DATASET EXCERPTS:
####################

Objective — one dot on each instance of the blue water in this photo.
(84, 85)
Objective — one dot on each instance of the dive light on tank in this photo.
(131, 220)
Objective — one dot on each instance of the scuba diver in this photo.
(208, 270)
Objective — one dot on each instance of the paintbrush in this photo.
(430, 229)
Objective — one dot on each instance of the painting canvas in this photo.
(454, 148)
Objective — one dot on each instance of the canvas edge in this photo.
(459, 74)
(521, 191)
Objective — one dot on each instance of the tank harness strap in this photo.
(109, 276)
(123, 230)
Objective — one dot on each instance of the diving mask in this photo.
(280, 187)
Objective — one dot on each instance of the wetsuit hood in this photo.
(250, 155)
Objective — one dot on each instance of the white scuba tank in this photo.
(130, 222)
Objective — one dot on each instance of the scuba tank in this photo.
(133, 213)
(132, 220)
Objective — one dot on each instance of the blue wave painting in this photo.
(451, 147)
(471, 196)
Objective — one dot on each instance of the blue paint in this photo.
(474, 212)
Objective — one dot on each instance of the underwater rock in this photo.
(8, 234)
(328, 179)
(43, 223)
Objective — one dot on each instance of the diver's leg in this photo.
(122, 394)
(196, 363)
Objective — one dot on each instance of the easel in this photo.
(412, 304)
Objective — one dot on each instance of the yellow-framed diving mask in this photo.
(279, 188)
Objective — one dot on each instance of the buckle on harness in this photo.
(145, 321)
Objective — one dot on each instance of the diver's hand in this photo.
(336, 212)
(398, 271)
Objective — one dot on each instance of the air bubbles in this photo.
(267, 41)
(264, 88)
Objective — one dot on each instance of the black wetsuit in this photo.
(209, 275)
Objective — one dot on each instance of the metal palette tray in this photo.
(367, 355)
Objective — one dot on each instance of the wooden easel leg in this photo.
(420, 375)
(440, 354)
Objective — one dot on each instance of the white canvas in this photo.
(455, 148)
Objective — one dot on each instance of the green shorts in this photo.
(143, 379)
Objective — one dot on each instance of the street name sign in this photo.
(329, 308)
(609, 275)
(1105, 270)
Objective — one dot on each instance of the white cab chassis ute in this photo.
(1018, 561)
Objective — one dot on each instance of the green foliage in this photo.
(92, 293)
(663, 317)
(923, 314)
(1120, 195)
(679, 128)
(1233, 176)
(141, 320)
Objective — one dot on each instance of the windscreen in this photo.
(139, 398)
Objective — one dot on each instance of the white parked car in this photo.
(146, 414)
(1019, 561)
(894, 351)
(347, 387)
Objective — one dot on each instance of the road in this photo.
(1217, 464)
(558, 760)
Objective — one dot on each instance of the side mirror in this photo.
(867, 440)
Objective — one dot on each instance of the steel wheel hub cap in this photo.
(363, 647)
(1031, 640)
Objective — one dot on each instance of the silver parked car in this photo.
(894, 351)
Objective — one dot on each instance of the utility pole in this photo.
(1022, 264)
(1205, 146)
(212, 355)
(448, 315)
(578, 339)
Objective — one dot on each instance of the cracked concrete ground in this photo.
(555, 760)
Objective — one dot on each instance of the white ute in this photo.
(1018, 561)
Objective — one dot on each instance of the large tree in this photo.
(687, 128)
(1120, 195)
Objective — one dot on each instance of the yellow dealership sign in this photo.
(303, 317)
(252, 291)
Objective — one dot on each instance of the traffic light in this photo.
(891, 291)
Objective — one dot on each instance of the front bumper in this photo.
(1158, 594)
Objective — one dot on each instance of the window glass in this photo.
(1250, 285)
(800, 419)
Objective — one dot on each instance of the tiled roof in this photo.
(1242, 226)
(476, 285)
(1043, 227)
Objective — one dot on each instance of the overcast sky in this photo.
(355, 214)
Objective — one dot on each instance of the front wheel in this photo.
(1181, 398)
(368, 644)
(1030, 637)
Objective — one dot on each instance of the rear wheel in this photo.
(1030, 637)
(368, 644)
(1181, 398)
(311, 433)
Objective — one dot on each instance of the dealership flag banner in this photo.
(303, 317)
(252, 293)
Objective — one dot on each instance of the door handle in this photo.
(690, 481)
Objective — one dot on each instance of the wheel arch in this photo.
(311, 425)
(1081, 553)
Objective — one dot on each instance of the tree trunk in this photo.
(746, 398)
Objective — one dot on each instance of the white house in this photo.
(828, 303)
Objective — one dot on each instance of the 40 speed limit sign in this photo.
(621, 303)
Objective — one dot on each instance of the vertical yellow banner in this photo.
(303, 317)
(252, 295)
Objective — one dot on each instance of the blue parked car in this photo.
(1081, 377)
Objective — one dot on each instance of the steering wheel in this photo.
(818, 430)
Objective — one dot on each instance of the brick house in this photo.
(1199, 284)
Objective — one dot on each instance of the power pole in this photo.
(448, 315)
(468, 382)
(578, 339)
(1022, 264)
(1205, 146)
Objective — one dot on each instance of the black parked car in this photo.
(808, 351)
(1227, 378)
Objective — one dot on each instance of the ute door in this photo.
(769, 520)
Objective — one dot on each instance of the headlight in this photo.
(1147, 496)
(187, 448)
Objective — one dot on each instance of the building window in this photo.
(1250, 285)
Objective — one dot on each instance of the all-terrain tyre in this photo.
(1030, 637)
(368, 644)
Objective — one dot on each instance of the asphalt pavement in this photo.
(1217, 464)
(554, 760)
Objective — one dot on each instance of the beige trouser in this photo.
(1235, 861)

####################

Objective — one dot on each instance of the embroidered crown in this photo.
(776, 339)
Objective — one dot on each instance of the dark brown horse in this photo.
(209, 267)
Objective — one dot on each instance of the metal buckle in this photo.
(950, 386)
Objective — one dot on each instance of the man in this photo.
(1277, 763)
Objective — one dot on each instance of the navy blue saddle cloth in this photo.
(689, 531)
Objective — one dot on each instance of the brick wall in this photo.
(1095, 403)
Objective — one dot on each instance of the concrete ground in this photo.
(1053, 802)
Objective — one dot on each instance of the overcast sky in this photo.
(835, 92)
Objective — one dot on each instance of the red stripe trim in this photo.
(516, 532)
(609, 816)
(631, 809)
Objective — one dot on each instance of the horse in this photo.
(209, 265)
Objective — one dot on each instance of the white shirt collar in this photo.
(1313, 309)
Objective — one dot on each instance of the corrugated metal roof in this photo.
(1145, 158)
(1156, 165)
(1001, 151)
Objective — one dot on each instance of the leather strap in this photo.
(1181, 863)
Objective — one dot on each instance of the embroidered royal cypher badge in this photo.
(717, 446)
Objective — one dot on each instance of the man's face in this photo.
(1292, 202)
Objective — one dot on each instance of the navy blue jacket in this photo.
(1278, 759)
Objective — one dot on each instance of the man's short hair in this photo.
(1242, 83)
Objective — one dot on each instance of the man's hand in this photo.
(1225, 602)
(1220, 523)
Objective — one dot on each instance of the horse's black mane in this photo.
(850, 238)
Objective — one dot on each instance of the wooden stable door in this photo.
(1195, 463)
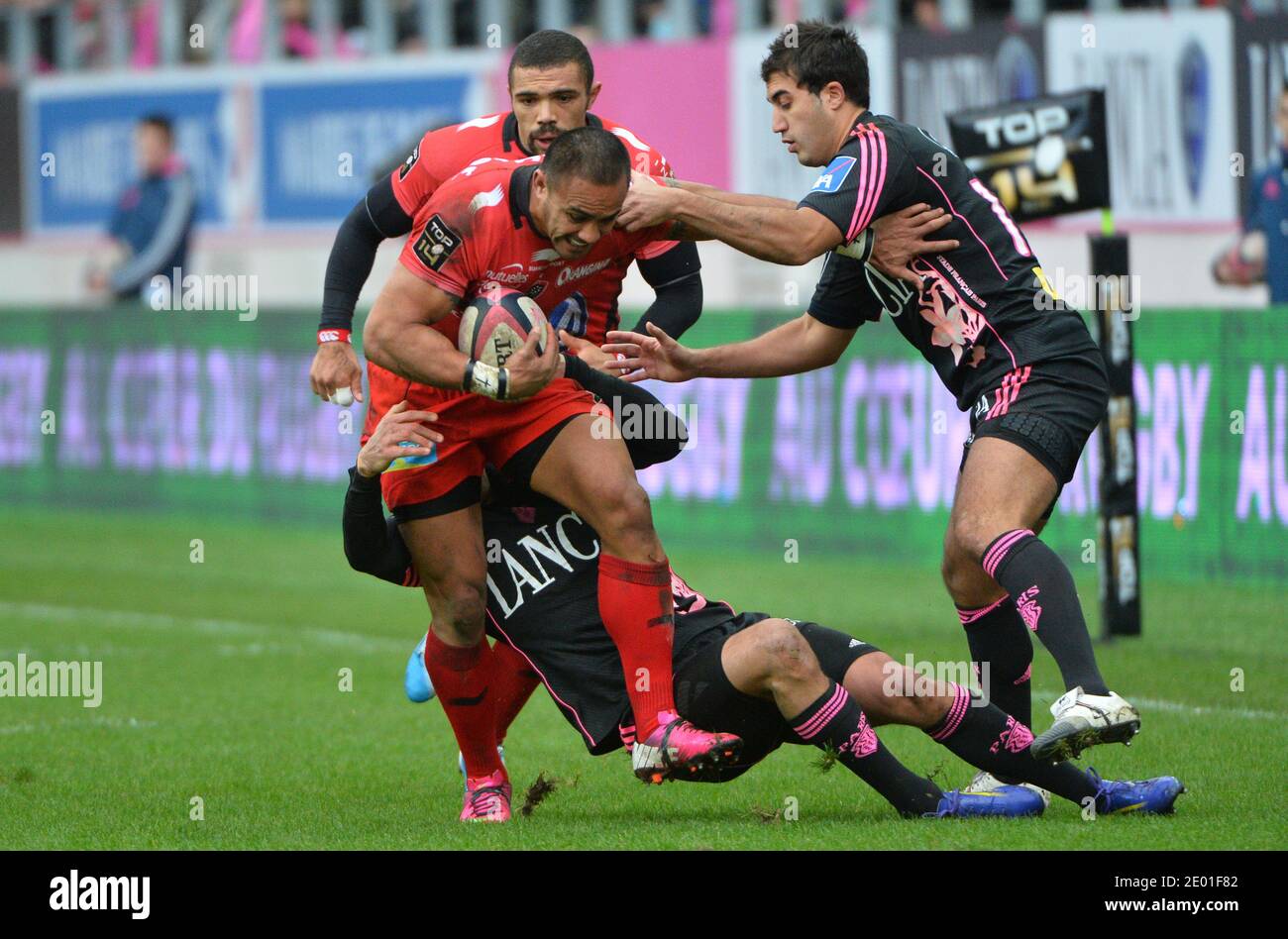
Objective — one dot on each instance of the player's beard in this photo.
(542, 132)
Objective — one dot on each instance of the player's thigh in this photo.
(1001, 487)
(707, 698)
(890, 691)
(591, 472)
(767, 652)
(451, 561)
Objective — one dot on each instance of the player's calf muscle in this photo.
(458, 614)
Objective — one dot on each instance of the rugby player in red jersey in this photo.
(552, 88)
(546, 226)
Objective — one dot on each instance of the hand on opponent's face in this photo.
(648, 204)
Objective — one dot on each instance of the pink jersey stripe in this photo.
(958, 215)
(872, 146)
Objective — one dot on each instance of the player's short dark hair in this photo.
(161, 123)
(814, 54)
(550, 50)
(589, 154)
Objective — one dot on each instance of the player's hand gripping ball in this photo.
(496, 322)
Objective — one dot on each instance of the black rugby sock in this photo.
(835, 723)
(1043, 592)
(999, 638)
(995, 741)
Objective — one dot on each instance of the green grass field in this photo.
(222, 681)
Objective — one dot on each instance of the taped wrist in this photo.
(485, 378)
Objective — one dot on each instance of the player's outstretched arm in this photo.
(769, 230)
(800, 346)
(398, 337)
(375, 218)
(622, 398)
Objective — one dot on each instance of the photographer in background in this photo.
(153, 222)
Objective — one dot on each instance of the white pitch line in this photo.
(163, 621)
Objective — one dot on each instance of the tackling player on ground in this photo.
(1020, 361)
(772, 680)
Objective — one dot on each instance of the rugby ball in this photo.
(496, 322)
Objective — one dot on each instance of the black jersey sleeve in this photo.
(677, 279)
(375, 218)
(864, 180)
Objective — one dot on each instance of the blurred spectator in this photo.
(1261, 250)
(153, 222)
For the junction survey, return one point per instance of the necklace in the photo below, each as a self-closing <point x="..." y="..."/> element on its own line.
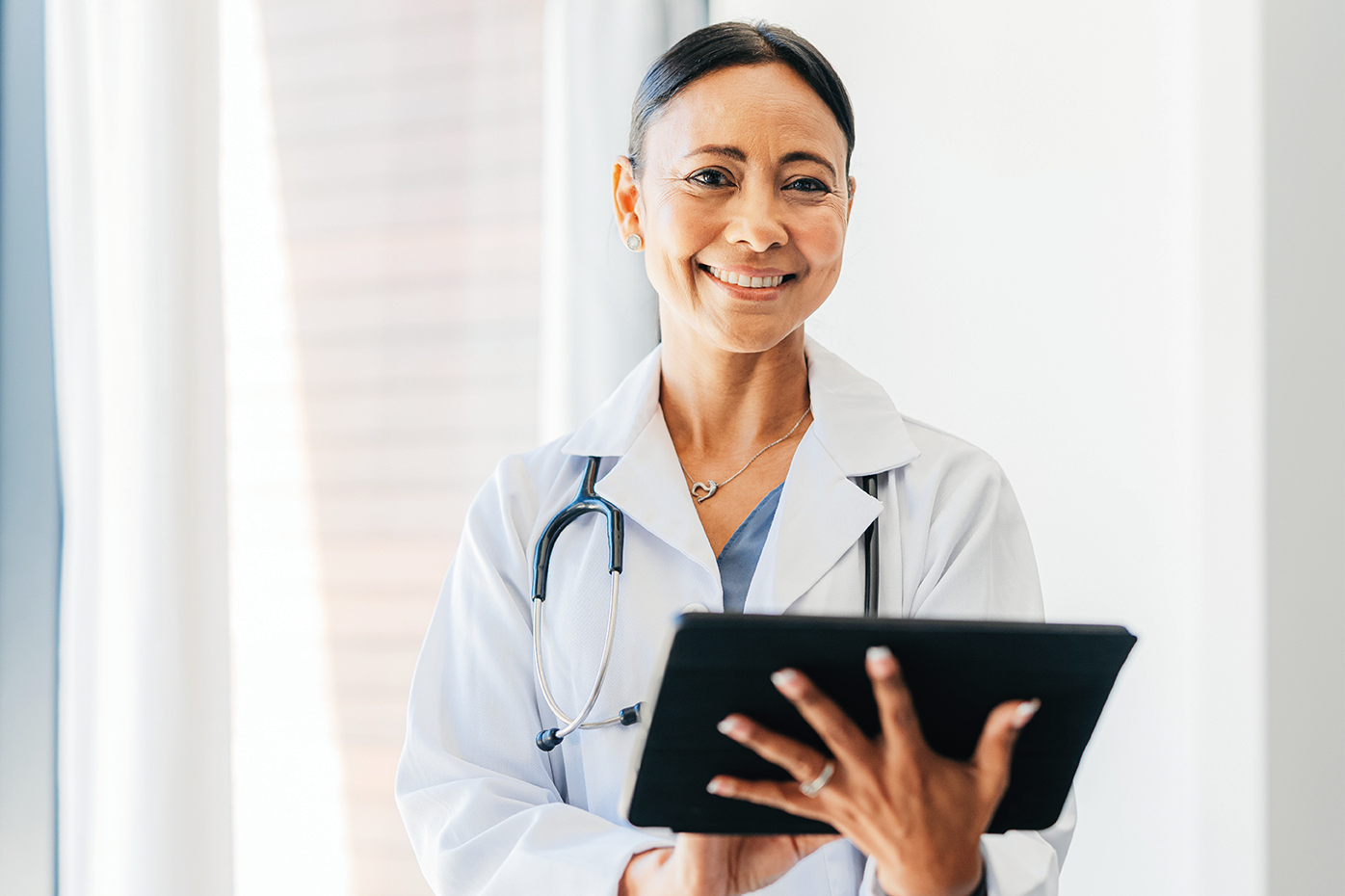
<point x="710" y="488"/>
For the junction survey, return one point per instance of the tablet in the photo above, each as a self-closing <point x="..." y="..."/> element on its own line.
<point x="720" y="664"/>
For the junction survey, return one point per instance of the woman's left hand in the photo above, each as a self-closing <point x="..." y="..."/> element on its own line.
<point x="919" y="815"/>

####################

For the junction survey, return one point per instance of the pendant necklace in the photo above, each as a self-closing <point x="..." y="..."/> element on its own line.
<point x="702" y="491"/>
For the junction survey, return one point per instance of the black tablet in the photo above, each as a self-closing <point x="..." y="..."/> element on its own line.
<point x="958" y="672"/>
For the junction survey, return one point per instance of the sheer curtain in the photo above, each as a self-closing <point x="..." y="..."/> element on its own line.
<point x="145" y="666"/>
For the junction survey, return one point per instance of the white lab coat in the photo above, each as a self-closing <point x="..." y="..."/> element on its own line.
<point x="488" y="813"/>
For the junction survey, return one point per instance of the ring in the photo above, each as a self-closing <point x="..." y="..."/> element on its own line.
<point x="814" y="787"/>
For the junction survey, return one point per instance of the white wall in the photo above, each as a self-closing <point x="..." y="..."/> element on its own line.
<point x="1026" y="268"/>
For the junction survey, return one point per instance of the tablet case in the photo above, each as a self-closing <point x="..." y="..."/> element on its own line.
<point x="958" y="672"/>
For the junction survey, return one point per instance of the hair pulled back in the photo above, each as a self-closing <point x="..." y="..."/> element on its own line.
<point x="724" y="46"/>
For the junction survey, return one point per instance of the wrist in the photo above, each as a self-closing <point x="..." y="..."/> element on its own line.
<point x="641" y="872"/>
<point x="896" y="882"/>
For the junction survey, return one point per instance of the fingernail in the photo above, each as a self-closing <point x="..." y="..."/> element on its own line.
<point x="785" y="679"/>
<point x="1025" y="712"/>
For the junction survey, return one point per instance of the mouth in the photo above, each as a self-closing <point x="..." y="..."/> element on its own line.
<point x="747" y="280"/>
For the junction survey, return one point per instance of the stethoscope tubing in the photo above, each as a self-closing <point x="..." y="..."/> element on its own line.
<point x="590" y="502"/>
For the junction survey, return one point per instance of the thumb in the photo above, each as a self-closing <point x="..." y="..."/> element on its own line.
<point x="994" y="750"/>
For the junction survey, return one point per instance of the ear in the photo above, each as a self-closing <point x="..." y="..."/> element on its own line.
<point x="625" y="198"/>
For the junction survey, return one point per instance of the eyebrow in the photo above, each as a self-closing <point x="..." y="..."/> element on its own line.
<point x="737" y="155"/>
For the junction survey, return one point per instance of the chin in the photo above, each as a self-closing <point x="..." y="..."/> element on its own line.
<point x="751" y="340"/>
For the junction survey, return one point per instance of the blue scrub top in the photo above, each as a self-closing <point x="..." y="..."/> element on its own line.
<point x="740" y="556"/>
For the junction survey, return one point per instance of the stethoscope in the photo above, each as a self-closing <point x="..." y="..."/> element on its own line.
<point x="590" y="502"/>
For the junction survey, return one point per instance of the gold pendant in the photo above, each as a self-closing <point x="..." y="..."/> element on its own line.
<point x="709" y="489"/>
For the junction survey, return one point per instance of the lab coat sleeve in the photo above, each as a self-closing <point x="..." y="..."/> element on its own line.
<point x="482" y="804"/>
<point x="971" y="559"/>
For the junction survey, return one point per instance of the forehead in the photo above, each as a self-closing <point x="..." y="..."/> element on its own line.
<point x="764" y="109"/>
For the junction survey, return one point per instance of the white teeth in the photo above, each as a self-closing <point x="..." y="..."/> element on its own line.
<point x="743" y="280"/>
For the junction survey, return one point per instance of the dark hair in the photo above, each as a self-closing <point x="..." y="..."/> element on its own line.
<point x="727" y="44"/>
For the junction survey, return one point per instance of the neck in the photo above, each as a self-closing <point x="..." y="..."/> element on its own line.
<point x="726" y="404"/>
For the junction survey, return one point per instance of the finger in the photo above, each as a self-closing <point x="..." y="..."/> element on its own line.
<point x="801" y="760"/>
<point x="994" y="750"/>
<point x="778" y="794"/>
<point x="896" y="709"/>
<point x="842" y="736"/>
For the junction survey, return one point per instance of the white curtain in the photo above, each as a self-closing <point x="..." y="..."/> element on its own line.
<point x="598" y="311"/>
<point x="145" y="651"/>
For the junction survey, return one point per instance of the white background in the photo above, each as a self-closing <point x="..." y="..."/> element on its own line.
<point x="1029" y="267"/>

####################

SET PROBLEM: Reproduce the data above verbatim, from the line containing "Objective — one dot on each instance of the rear" through the line containing "(1199, 284)", including both of those lines.

ANSWER FOR THE TASK:
Objective — one dot on each instance of the rear wheel in this photo.
(1030, 637)
(368, 644)
(1181, 398)
(311, 433)
Objective — one dot on each instance of the dealership flag banner in this photo.
(303, 317)
(252, 293)
Objective — one dot on each instance of the door handle in this photo.
(690, 481)
Objective — one dot on each instance of the wheel arch in this photo.
(311, 425)
(1081, 553)
Objective — one dot on each instance of the tree trunk in this photo.
(746, 398)
Objective — one dot on each instance of the white house in this photo.
(828, 303)
Objective — one dot on each instance of the 40 speed limit sign in this photo.
(621, 303)
Objective — one dot on each instance of the vertical yellow banner in this photo.
(303, 317)
(252, 295)
Objective — one dot on each instance of the blue parked car in this photo.
(1081, 377)
Objective — one dot on each instance of the steering wheel in this photo.
(818, 430)
Objective — one dot on each instance of the brick house in this photo.
(1199, 284)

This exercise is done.